= EXERCISE =
Retype every entry in its entirety, without alteration.

▬▬▬▬▬▬

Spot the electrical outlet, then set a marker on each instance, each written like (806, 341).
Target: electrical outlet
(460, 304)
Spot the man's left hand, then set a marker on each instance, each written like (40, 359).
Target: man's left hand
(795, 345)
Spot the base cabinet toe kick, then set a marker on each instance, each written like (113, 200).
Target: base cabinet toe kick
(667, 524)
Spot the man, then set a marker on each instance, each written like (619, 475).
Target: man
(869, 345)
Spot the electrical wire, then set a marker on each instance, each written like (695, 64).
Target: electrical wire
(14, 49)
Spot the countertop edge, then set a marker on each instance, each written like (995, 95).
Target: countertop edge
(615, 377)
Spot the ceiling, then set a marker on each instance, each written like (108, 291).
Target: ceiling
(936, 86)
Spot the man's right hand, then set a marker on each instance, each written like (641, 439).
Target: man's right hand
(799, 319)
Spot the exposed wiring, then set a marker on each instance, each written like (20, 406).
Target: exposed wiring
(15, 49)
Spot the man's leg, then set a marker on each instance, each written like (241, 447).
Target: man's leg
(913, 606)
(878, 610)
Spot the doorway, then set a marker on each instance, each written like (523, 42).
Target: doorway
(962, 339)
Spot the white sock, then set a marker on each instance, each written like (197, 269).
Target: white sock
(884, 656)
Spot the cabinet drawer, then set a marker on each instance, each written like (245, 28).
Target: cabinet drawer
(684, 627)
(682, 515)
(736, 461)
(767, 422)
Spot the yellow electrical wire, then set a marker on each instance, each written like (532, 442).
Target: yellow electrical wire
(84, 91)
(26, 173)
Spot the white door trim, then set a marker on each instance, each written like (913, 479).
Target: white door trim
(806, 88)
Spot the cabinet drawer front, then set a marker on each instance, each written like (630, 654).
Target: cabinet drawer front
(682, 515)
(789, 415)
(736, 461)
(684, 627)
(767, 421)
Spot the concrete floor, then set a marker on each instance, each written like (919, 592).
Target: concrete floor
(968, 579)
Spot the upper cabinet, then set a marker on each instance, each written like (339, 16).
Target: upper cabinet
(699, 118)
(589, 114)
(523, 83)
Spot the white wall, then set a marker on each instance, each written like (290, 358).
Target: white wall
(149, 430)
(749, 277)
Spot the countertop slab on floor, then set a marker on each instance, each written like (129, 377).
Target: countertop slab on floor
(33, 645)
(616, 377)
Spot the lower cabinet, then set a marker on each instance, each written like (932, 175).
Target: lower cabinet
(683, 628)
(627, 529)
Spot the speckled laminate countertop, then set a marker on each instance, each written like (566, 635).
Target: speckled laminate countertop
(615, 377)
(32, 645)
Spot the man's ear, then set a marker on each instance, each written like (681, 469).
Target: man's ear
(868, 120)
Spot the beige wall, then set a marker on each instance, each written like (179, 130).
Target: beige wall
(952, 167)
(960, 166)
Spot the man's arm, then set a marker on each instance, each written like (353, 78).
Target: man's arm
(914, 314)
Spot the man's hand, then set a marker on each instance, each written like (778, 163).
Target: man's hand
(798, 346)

▬▬▬▬▬▬

= SOLVED EXERCISE =
Spot the electrical outlet, then set a marker on each instance, each written like (806, 341).
Target: electrical outlet
(460, 304)
Spot the man's left hand, then set a marker on each instance, each written like (40, 359).
Target: man's left hand
(795, 345)
Spot the base cabinet toe kick, then set a marker on each instance, each written like (113, 200).
Target: base cabinet toe kick
(667, 524)
Spot the man, then set a marker on each instance, each written like (619, 475).
Target: man
(869, 345)
Spot the electrical wire, then set a marker on each instance, each written like (695, 64).
Target: electrical wire
(14, 49)
Spot the countertop edge, then set a marker on each instance, each written like (995, 95).
Target: countertop edge
(615, 377)
Spot the ceiling, then set a marker on each instance, each written like (108, 291).
Target: ceiling
(936, 86)
Spot the man's right hand, then set a marker on each instance, each written like (641, 439).
Target: man's right hand
(799, 319)
Spot the exposed wiring, then set a marker on each instance, each written like (20, 406).
Target: exposed wiring
(15, 49)
Spot the man's leg, then set a marker on each instance, each written like (241, 447).
Target: man's leg
(913, 606)
(878, 610)
Spot the doorway, then set a marker on each instance, each written like (523, 42).
Target: doorway
(962, 339)
Spot the white sock, then set a marker on each instance, each written like (197, 269).
Target: white sock
(884, 656)
Spot the cabinet drawer, then set a marker on each instance, each written like (245, 28).
Target: cabinet drawer
(684, 627)
(682, 515)
(736, 461)
(767, 422)
Spot the yellow electrical wire, then set a marker on each instance, each written like (532, 442).
Target: yellow electrical wire
(84, 91)
(26, 173)
Spot the white door trim, then set a marker on each instance, each written like (913, 479).
Target: white door trim
(806, 88)
Spot the cabinet drawer front, then set a marker on each instance, each written like (630, 654).
Target: cabinet drawer front
(682, 515)
(789, 415)
(736, 461)
(684, 627)
(767, 421)
Spot the concrete floor, then set a marker on each instance, each written like (919, 592).
Target: concrete floor
(968, 579)
Spot the upper cabinet, then set a marker on each instance, each written like (339, 16).
Target: upper cabinet
(699, 118)
(589, 114)
(523, 83)
Spot the white wall, then set a marker on each instance, each written like (290, 358).
Target: white wall
(149, 430)
(749, 277)
Spot the countertop slab on floor, then set a marker on each instance, each written like (129, 377).
Target: countertop slab on floor
(33, 645)
(616, 377)
Spot the lower cabinet, then set a marker on each instance, each written like (932, 175).
Target: lower cabinet
(683, 628)
(627, 529)
Spot the speckled laminate countertop, then set a marker on each instance, each written like (566, 635).
Target: speckled laminate countertop
(615, 377)
(32, 645)
Spot the man's ear, then set a marker on each instance, each written like (681, 469).
Target: man's ear
(868, 120)
Spot the beige wall, then set a marker on each instance, each written like (179, 130).
Target: beige wall
(952, 167)
(960, 166)
Spot the man's arm, then set a marker on each instance, each written like (353, 78).
Target: man's arm
(914, 314)
Spot the man's hand, then set a marker on each instance, each written like (778, 163).
Target: man's hand
(798, 346)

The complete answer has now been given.